Job:
According to the post on politeness below, what helps the writer embrace a better, louder self?
[START OF Document passage]
I AM SICK AND TIRED OF BEING POLITE. I am such a good little middleclasswhitelady, and this is BULLSHIT. There, I said it in all caps. That’s not polite.  

We’re told not to rock the boat. We’re taught to conciliate. We learn to silence ourselves. And I’m not throwing the baby out with the bathwater- I know the value of politeness, I know the number of times when approaching with polite subservience, when withholding, when using extreme diplomacy, when being able to smooth things over has saved my butt. But when did it get to be the default? When did it become an end unto itself? When did I start sacrificing my integrity to politeness? Well, since forever. But I’m done.  

I value vulgarity. I value messiness. I value a little bit of conflict and a little bit of chaos and a lot of righteous anger. And I value being able to channel those powerful and rebellious tools into something productive, but sometimes you’ve got to play with fire if you want to burn some things down. Sometimes you’ve got to shake things up. 

I guess this is where the connection to Mad King Thomas comes in. I love that our work is vulgar, messy, chaotic, a little out of control, based in anger and love and mostly unabashed. I love that Mad King Thomas helps me embrace my better, louder self. Our choices are not only aesthetic, but political too. (Of course aesthetics are always political, as I ranted at length several posts ago.) I hope that we can construct our dances in such a way that the rebellion is useful.  

It’s always a balancing game. I’m learning to push. When to yell and when to hold my tongue and when to flip the middle finger. How to be wrong. I’m going to push and sometimes it’s going to be too hard, sometimes in the wrong direction. Good thing I live in the Midwest, where nobody’s going to push back, ’cause they’re all too polite.

Okay, you’re not going to see me running down the street, finger-guns blazing, flipping off the world. Sometimes I’m going to be the Midwesterner, and forget to speak up. But this is a call to question the silence, the status quo and the right times to be polite.
[END OF Document passage]
[START OF Stored data]
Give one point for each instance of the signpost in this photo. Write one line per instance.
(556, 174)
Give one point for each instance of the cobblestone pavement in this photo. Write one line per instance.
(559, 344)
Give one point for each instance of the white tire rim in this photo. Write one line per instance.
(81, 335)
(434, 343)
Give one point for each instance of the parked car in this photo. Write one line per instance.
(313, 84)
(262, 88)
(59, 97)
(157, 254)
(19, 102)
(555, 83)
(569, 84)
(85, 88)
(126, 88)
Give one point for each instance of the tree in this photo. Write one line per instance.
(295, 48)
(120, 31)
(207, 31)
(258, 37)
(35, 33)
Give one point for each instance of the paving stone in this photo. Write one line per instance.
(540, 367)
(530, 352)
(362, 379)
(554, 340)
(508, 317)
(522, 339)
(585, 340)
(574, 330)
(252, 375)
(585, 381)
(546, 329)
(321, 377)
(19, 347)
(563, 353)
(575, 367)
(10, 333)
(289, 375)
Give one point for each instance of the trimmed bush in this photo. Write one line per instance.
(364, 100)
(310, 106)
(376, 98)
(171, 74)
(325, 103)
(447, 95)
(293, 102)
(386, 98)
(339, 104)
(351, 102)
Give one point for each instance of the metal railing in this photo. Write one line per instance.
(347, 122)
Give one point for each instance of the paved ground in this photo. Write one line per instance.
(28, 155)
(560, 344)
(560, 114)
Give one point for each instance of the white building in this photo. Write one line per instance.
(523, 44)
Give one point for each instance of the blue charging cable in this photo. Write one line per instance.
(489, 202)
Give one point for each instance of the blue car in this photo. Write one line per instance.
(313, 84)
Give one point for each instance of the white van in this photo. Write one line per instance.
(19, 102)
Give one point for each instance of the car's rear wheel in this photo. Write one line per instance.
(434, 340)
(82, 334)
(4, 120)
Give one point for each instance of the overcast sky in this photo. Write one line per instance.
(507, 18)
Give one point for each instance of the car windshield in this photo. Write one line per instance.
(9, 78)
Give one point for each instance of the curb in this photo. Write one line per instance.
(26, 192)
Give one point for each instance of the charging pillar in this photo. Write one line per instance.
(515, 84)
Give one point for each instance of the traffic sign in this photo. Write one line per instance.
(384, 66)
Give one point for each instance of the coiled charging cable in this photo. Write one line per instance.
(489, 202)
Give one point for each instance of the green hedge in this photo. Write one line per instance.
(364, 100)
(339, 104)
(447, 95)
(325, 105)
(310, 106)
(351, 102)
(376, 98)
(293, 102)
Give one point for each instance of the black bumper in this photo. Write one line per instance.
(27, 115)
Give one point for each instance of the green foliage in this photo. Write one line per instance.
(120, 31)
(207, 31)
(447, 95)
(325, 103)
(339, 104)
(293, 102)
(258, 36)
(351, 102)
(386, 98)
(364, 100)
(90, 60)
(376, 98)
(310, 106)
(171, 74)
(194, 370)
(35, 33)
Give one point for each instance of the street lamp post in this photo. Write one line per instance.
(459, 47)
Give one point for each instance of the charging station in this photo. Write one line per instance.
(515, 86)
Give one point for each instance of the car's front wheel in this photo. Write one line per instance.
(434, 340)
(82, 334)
[END OF Stored data]
Answer for this exercise:
Mad King Thomas.